# [TASK REQUIREMENTS]
Reproduce verbatim the part of the rows below that opens with the first line and closes with the line containing "38], [106, 10]]", including both of those lines.

# [STORED ROWS]
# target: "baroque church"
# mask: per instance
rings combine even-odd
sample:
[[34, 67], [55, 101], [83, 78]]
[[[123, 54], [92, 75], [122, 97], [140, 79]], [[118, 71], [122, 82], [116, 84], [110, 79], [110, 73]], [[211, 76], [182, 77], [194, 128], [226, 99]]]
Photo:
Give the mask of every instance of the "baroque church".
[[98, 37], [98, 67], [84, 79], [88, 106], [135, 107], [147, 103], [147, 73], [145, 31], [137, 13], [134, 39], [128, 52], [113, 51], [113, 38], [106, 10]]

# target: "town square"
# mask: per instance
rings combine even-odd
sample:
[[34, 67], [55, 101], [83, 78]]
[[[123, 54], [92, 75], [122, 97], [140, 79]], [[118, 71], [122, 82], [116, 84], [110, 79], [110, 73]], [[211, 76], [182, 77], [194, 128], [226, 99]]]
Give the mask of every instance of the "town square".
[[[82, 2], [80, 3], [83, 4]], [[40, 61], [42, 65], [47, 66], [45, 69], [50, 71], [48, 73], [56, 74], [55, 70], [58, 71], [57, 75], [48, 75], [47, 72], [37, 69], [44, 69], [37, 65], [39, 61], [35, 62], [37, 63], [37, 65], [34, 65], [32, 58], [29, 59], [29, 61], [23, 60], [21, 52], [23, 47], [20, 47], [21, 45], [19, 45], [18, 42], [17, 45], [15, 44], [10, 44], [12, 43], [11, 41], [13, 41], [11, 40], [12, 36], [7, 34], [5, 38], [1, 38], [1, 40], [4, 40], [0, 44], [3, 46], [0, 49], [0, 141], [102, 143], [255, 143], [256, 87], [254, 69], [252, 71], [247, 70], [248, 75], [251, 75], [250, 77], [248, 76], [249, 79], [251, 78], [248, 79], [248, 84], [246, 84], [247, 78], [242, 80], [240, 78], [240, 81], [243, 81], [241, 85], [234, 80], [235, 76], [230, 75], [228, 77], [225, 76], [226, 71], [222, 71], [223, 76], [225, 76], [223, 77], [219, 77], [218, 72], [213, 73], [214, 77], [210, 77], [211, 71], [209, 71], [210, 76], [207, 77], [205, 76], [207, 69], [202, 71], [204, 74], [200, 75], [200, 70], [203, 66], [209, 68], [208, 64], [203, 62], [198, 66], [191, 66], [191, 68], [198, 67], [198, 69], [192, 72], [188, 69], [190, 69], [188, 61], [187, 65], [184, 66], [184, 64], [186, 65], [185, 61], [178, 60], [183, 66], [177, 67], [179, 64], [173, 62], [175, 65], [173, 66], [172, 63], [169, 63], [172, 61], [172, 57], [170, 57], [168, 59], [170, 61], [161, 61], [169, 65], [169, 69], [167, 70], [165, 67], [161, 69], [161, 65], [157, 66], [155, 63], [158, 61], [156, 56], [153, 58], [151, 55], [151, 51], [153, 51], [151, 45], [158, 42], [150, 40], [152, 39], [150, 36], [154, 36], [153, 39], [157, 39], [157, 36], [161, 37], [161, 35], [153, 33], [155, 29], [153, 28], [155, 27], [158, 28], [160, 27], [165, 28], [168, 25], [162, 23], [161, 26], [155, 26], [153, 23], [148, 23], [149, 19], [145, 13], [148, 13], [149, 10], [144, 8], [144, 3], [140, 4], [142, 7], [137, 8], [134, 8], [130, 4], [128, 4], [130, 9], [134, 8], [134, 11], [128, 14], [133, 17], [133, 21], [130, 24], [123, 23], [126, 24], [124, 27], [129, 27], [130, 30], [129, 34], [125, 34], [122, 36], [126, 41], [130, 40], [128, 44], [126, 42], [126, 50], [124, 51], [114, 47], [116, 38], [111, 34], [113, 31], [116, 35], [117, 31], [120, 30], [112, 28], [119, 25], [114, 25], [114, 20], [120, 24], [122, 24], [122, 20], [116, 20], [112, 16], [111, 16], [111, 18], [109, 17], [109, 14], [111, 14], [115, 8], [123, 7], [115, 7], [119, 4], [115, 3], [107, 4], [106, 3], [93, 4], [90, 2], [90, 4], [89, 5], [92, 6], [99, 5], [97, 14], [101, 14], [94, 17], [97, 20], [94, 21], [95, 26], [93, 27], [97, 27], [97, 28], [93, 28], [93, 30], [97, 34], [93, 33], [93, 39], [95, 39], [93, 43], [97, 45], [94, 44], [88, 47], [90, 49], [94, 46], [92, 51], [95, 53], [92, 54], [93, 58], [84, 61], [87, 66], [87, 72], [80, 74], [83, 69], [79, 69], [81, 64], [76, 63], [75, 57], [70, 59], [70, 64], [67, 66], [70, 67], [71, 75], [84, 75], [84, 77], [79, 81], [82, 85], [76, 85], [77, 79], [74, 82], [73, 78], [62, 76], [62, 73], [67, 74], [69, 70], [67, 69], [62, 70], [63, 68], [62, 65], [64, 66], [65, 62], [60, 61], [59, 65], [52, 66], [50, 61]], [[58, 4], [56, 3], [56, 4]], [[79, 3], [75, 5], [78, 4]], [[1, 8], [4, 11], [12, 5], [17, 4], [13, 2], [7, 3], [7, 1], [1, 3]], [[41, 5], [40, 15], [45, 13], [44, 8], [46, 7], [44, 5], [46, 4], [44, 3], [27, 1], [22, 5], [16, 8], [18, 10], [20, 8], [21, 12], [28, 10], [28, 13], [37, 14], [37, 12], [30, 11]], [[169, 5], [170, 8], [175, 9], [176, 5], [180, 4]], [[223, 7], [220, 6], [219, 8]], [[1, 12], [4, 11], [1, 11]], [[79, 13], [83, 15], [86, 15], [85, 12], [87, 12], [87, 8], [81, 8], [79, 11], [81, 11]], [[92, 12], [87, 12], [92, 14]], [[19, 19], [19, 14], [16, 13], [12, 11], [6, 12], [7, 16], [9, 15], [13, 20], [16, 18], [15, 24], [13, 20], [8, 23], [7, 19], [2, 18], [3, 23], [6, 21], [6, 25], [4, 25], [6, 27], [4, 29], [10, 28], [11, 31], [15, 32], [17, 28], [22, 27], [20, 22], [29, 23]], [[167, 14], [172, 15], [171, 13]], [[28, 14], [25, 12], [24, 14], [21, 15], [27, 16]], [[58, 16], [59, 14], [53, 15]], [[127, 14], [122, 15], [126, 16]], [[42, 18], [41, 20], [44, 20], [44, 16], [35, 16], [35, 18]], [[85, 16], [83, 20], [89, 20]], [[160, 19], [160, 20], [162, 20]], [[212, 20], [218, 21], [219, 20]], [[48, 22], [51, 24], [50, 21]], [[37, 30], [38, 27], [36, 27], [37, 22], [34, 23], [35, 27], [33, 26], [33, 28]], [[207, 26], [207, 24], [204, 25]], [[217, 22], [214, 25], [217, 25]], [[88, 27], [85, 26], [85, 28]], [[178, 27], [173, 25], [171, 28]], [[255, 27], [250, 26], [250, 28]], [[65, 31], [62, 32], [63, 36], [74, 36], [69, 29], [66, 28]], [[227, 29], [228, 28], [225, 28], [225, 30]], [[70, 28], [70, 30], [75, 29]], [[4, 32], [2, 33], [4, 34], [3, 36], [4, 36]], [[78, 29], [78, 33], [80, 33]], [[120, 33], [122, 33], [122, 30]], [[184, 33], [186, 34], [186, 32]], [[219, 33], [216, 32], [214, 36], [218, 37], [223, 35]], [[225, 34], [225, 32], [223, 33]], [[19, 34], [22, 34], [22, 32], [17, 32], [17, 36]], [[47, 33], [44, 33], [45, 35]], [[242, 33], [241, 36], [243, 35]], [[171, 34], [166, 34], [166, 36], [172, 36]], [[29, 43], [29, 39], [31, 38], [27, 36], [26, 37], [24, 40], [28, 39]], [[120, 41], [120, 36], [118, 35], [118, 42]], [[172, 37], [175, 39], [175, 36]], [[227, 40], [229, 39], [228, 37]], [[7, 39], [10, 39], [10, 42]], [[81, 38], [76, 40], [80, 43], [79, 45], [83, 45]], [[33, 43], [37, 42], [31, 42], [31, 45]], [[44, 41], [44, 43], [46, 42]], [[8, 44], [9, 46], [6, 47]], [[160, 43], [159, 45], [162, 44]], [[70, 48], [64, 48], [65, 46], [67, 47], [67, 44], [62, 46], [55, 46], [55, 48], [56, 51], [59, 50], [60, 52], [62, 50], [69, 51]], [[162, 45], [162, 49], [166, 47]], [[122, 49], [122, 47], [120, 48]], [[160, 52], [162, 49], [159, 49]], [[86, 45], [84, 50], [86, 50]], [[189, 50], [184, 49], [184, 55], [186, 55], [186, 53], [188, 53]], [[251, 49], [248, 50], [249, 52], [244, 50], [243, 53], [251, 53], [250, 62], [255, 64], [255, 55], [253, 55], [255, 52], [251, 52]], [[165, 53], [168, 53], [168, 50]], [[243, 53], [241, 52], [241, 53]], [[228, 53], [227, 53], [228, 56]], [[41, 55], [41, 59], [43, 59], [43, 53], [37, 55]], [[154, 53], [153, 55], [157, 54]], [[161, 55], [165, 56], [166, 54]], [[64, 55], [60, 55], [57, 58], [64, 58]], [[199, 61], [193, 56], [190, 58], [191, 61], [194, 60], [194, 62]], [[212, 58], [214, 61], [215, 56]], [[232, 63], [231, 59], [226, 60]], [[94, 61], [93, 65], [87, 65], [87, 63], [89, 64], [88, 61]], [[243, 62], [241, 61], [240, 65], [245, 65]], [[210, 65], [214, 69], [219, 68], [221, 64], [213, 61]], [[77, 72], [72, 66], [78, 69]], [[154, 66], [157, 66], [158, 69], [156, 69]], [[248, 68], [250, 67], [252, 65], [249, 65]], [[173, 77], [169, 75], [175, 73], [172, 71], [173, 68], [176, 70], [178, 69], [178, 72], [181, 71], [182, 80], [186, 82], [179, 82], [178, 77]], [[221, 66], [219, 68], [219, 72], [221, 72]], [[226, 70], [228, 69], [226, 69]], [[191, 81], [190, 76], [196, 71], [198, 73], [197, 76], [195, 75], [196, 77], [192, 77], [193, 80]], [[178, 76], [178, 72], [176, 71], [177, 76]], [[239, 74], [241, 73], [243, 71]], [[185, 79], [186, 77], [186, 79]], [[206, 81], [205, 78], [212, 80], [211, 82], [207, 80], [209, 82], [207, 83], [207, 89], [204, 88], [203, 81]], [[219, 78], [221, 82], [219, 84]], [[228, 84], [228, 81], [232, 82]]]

# [ANSWER TO THIS TASK]
# target: "baroque church"
# mask: per instance
rings combine even-odd
sample:
[[34, 67], [55, 101], [83, 78]]
[[[123, 54], [92, 75], [122, 97], [140, 79]], [[118, 71], [122, 82], [116, 84], [110, 79], [110, 73]], [[211, 76], [182, 77], [194, 128], [226, 99]]]
Photo:
Give the mask of every instance of the "baroque church".
[[98, 37], [98, 67], [84, 79], [88, 106], [135, 107], [147, 103], [147, 73], [145, 31], [137, 13], [134, 39], [128, 52], [113, 51], [113, 38], [106, 10]]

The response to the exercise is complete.